◆ **WORK TO BE COMPLETED**
Format every line of the material below as a JSON list of strings, one string per line, with blank lines omitted.

--- EXERCISE INPUT ---

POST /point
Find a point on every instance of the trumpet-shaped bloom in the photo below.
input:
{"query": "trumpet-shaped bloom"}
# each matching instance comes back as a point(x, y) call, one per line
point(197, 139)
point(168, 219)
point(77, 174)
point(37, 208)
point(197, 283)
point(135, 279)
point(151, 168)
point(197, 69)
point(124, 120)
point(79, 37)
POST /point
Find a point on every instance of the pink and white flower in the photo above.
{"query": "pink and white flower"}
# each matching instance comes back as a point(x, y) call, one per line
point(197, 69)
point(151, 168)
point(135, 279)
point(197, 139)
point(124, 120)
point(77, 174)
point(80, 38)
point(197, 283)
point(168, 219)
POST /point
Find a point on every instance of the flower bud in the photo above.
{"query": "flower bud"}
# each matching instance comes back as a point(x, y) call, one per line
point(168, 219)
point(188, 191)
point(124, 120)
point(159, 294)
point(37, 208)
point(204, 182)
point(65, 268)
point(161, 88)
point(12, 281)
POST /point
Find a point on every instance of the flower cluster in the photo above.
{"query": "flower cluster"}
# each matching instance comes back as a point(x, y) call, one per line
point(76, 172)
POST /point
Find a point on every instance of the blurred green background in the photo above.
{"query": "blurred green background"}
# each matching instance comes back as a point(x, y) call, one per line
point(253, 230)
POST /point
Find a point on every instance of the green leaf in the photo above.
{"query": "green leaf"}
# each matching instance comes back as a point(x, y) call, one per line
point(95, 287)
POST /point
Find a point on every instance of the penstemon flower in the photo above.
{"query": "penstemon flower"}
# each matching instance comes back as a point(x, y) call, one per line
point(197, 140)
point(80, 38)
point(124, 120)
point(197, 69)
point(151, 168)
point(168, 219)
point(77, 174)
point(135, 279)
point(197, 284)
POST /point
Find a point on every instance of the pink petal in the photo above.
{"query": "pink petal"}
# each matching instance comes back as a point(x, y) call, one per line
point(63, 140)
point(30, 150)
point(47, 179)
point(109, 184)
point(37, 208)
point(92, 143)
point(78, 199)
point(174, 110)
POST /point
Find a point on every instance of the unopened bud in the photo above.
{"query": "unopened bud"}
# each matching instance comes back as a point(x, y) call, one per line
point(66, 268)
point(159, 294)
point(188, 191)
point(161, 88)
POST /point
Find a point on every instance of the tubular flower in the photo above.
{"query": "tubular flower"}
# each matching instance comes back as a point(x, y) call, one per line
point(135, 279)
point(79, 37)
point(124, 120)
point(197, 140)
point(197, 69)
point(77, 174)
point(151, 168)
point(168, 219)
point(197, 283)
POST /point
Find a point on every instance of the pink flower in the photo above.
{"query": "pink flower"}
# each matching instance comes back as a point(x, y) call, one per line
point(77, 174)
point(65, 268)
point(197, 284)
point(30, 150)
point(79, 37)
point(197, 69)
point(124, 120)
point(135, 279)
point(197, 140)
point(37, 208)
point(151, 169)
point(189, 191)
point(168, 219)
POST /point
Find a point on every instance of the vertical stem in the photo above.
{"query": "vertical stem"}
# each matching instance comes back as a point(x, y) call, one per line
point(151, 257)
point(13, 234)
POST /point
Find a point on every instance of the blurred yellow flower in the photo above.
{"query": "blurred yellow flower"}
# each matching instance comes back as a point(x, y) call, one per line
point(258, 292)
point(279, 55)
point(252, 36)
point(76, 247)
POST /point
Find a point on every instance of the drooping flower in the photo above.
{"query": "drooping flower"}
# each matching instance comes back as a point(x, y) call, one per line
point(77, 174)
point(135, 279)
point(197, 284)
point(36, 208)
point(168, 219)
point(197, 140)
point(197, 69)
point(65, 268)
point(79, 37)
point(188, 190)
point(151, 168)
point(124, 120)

---

◆ **TASK RESPONSE**
[
  "POST /point",
  "Find a point on every instance of the trumpet-shaped bloom in the photo below.",
  "input:",
  "{\"query\": \"trumpet-shaped bloom\"}",
  "# each matching instance comes back as a point(x, y) call, one per line",
  "point(197, 139)",
  "point(168, 219)",
  "point(77, 174)",
  "point(37, 208)",
  "point(197, 283)",
  "point(135, 279)",
  "point(151, 168)",
  "point(197, 69)",
  "point(124, 120)",
  "point(79, 37)",
  "POST /point",
  "Find a point on every instance of the pink and white flower in the photo above.",
  "{\"query\": \"pink and white flower\"}",
  "# each matching instance comes back as a point(x, y) call, one per line",
  "point(197, 69)",
  "point(151, 168)",
  "point(135, 279)",
  "point(197, 139)",
  "point(124, 120)",
  "point(77, 174)",
  "point(80, 38)",
  "point(197, 283)",
  "point(168, 219)",
  "POST /point",
  "Find a point on every instance of the flower bud in the photo above.",
  "{\"query\": \"flower bud\"}",
  "# each matching instance comes back as a point(x, y) call, one per line",
  "point(168, 219)",
  "point(188, 191)",
  "point(124, 120)",
  "point(159, 294)",
  "point(37, 208)",
  "point(204, 182)",
  "point(65, 268)",
  "point(161, 88)",
  "point(12, 281)",
  "POST /point",
  "Find a point on every instance of the flower cluster in the photo above.",
  "{\"query\": \"flower cluster\"}",
  "# each matching instance comes back as a point(x, y) call, one per line",
  "point(76, 172)",
  "POST /point",
  "Find a point on every instance of the blurred green background in the photo above.",
  "{\"query\": \"blurred green background\"}",
  "# each matching instance comes back as a point(x, y) call, one per line",
  "point(253, 230)",
  "POST /point",
  "Find a point on every instance of the green leaf in the photo above.",
  "{\"query\": \"green leaf\"}",
  "# each matching instance comes back as a point(x, y) call, one per line",
  "point(95, 287)",
  "POST /point",
  "Find a point on every instance of the penstemon flower in the photo above.",
  "{\"query\": \"penstemon flower\"}",
  "# each matching instance comes back as a point(x, y) call, one per line",
  "point(197, 140)",
  "point(80, 38)",
  "point(124, 120)",
  "point(197, 69)",
  "point(151, 168)",
  "point(168, 219)",
  "point(77, 174)",
  "point(135, 279)",
  "point(197, 284)",
  "POST /point",
  "Find a point on every instance of the pink petal in the photo above.",
  "{\"query\": \"pink petal\"}",
  "# each matching instance comes back as a point(x, y) call, one per line",
  "point(63, 140)",
  "point(30, 150)",
  "point(47, 179)",
  "point(109, 184)",
  "point(37, 208)",
  "point(92, 143)",
  "point(78, 199)",
  "point(174, 110)",
  "POST /point",
  "Find a point on every instance of the unopened bud in the photo above.",
  "{\"query\": \"unopened bud\"}",
  "# each matching instance comes back as a point(x, y) call, one per line",
  "point(66, 268)",
  "point(159, 294)",
  "point(188, 191)",
  "point(161, 88)",
  "POST /point",
  "Find a point on every instance of the tubular flower in the photo above.",
  "{\"query\": \"tubular flower\"}",
  "# each matching instance comes back as a point(x, y) call, one per line",
  "point(135, 279)",
  "point(79, 37)",
  "point(124, 120)",
  "point(197, 140)",
  "point(197, 69)",
  "point(77, 174)",
  "point(151, 168)",
  "point(168, 219)",
  "point(197, 283)",
  "POST /point",
  "Find a point on every instance of the pink flower in the photo above.",
  "{\"query\": \"pink flower\"}",
  "# each matching instance comes back as a point(x, y) call, one per line",
  "point(77, 174)",
  "point(65, 268)",
  "point(197, 284)",
  "point(30, 150)",
  "point(79, 37)",
  "point(197, 69)",
  "point(124, 120)",
  "point(135, 279)",
  "point(197, 140)",
  "point(37, 208)",
  "point(151, 169)",
  "point(189, 191)",
  "point(168, 219)",
  "POST /point",
  "Find a point on every instance of the vertical stem in the photo above.",
  "{\"query\": \"vertical stem\"}",
  "# each matching instance comes back as a point(x, y) call, one per line",
  "point(151, 257)",
  "point(13, 234)",
  "POST /point",
  "Find a point on every instance of the blurred yellow flower in the photo above.",
  "{\"query\": \"blurred yellow flower\"}",
  "# each matching instance comes back as a point(x, y) call, one per line",
  "point(258, 292)",
  "point(279, 55)",
  "point(252, 36)",
  "point(76, 247)",
  "POST /point",
  "Find a point on every instance of the drooping flower in the photo above.",
  "{\"query\": \"drooping flower\"}",
  "# each matching instance comes back as a point(x, y) call, one per line",
  "point(77, 174)",
  "point(135, 279)",
  "point(197, 284)",
  "point(36, 208)",
  "point(168, 219)",
  "point(197, 140)",
  "point(197, 69)",
  "point(65, 268)",
  "point(79, 37)",
  "point(188, 190)",
  "point(151, 168)",
  "point(124, 120)"
]